◆ **INSTRUCTIONS TO FOLLOW**:
Rewrite every line from the one containing "of the black" through the end of the records. Multiply only the point coordinates in the answers by 1.15, rounding to whole numbers with halves going up, and keep all other text unchanged.

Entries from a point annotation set
▽
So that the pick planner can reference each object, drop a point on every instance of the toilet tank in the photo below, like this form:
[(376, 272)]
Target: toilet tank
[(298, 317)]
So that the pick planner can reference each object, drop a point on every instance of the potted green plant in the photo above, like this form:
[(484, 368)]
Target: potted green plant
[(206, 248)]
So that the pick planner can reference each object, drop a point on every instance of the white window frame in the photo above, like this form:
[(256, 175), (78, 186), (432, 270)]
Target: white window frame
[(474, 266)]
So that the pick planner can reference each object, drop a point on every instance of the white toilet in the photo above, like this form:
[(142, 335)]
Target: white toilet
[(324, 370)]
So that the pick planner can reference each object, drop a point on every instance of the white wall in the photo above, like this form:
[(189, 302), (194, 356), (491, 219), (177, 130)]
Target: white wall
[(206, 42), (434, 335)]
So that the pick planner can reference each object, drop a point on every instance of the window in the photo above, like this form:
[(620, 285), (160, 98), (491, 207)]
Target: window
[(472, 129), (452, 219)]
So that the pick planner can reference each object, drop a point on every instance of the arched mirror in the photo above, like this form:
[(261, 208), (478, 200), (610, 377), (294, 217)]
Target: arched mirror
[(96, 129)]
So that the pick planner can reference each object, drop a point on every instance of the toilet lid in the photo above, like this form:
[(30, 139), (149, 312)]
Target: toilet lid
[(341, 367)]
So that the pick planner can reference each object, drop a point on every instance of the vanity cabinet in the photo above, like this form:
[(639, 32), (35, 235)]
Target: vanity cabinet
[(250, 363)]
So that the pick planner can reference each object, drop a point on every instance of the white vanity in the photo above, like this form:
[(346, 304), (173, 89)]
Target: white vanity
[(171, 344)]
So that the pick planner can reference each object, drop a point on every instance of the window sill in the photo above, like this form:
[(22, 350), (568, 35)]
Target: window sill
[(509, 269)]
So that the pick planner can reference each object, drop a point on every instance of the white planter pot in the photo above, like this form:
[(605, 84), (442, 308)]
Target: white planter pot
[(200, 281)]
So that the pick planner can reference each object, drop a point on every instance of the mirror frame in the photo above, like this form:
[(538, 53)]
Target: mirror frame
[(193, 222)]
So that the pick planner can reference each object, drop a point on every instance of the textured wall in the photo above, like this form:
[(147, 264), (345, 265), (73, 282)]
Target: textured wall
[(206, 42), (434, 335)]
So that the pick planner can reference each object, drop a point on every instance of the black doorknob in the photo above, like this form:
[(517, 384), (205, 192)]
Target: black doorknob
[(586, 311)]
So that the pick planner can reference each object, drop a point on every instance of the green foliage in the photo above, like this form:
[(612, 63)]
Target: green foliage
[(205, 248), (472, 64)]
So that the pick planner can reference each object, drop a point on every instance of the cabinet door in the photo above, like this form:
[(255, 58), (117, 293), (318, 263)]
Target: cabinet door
△
◆ **EXERCISE SOLUTION**:
So that the pick planner can reference each object, drop a point on every instance of the black doorknob in the photo above, like this form:
[(517, 384), (205, 192)]
Target: black doorknob
[(674, 358)]
So that the pick planner can reference each object, drop a point on every instance of the green foliage in the photo above, like this form:
[(612, 63)]
Target: green foliage
[(236, 285), (543, 74)]
So that the pick planner can reference each object, drop a point on every instance of the cabinet door in the photo above, like this form:
[(255, 58), (117, 293), (318, 263)]
Target: cabinet door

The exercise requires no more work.